== INSTRUCTIONS FOR THE TASK ==
Count the lines in the records below that contain the string "jacket", and reply with only that number.

== SUPPLIED RECORDS ==
::::::::

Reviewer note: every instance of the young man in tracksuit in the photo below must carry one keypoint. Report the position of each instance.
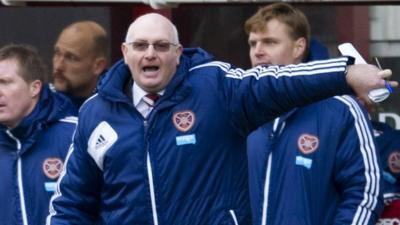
(180, 159)
(317, 164)
(36, 127)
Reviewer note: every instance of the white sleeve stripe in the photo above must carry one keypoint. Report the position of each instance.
(57, 192)
(367, 148)
(313, 68)
(70, 119)
(370, 197)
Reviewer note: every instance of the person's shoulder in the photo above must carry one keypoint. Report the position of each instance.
(338, 106)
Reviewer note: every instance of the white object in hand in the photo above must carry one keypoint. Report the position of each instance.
(376, 95)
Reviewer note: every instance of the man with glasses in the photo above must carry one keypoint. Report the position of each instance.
(36, 128)
(163, 140)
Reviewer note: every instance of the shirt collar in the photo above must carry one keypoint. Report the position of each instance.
(138, 93)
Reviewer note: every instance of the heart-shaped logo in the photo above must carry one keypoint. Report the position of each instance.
(183, 120)
(52, 167)
(307, 143)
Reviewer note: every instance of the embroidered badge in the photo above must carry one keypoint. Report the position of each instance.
(52, 167)
(307, 143)
(186, 139)
(394, 162)
(183, 120)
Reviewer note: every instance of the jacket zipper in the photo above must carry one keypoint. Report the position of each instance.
(150, 177)
(20, 183)
(268, 171)
(233, 216)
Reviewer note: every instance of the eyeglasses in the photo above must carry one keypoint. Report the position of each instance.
(161, 46)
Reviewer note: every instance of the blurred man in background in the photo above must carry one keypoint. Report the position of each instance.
(80, 57)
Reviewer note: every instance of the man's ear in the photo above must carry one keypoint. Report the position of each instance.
(35, 87)
(179, 51)
(300, 48)
(124, 50)
(100, 64)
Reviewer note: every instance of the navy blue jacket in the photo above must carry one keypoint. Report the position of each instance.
(186, 164)
(31, 159)
(316, 165)
(388, 143)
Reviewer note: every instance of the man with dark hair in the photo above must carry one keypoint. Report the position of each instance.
(316, 164)
(36, 127)
(80, 58)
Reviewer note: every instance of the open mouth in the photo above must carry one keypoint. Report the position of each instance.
(150, 68)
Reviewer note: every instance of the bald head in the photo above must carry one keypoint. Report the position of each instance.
(80, 57)
(89, 32)
(152, 22)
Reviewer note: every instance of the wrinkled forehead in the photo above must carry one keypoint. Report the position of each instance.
(151, 30)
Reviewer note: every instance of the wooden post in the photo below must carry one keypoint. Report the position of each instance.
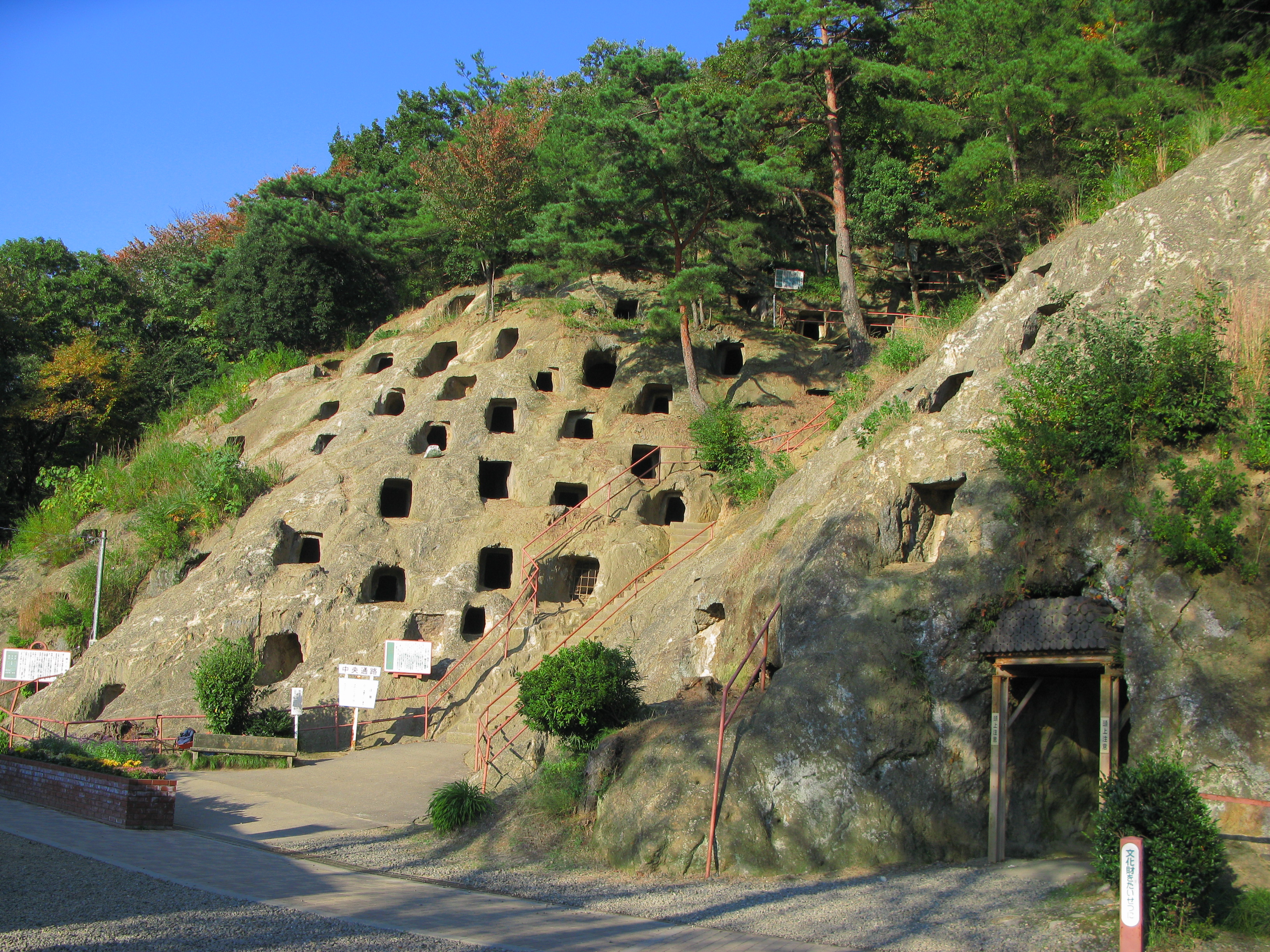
(1107, 683)
(997, 749)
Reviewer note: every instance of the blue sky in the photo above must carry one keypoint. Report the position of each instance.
(120, 114)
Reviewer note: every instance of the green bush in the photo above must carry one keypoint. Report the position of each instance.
(1250, 913)
(121, 578)
(559, 786)
(581, 692)
(882, 422)
(1099, 384)
(224, 683)
(722, 438)
(456, 805)
(1198, 530)
(759, 481)
(270, 723)
(901, 352)
(1158, 800)
(850, 398)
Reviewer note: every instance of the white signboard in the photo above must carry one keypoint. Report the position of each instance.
(789, 281)
(362, 671)
(356, 692)
(408, 657)
(25, 664)
(1131, 884)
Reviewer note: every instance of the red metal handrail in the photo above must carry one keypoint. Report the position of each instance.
(760, 676)
(486, 735)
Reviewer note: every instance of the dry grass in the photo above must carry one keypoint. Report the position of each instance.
(1247, 340)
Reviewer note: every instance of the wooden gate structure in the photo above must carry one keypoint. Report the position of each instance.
(1049, 639)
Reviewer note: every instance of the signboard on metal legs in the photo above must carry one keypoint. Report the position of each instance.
(25, 664)
(1132, 894)
(359, 687)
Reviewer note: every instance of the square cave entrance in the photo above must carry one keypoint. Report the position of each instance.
(395, 499)
(496, 568)
(493, 478)
(385, 584)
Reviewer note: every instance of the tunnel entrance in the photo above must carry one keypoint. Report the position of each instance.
(507, 341)
(569, 494)
(280, 657)
(395, 497)
(598, 369)
(1057, 725)
(496, 568)
(730, 359)
(493, 478)
(501, 417)
(385, 584)
(644, 461)
(439, 359)
(675, 509)
(474, 622)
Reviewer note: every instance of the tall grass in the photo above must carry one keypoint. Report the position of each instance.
(179, 490)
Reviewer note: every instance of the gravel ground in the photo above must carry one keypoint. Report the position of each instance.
(56, 900)
(935, 909)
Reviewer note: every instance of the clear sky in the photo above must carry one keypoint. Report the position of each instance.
(122, 114)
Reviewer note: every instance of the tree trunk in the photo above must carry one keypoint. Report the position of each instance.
(851, 314)
(489, 291)
(690, 365)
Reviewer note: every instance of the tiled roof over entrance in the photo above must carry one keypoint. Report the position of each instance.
(1044, 625)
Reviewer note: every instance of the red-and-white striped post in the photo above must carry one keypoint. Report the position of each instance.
(1133, 900)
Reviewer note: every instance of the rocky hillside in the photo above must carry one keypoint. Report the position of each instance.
(889, 564)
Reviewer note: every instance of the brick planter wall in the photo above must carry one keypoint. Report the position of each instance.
(119, 802)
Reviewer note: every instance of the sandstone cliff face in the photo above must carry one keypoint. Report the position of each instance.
(872, 743)
(374, 537)
(889, 564)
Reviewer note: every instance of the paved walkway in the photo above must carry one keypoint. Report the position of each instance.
(388, 902)
(376, 788)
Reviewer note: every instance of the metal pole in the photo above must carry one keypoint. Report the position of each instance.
(97, 597)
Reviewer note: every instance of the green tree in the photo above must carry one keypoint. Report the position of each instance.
(581, 692)
(224, 684)
(644, 163)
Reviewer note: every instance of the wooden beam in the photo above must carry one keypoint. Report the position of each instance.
(999, 728)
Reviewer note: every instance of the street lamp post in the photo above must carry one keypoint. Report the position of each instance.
(100, 535)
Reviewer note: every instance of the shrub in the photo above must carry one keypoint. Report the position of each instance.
(882, 422)
(757, 481)
(902, 352)
(1199, 530)
(270, 723)
(1158, 800)
(458, 804)
(722, 438)
(850, 398)
(1099, 384)
(559, 786)
(1250, 913)
(581, 692)
(223, 683)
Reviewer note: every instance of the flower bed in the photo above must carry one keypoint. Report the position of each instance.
(98, 795)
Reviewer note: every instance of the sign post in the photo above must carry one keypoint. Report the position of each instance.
(298, 707)
(408, 659)
(25, 664)
(1132, 897)
(359, 687)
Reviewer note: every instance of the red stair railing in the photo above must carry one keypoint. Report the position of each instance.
(759, 677)
(486, 734)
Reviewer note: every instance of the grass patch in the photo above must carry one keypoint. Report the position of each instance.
(1250, 915)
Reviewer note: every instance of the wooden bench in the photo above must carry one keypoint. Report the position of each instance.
(243, 744)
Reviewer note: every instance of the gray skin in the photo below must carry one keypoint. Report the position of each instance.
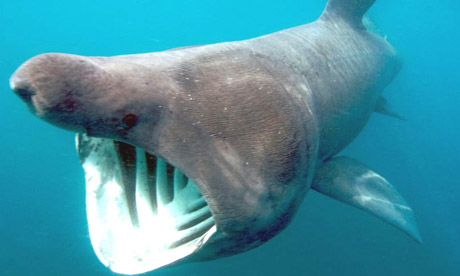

::::::::

== THE RESULT ==
2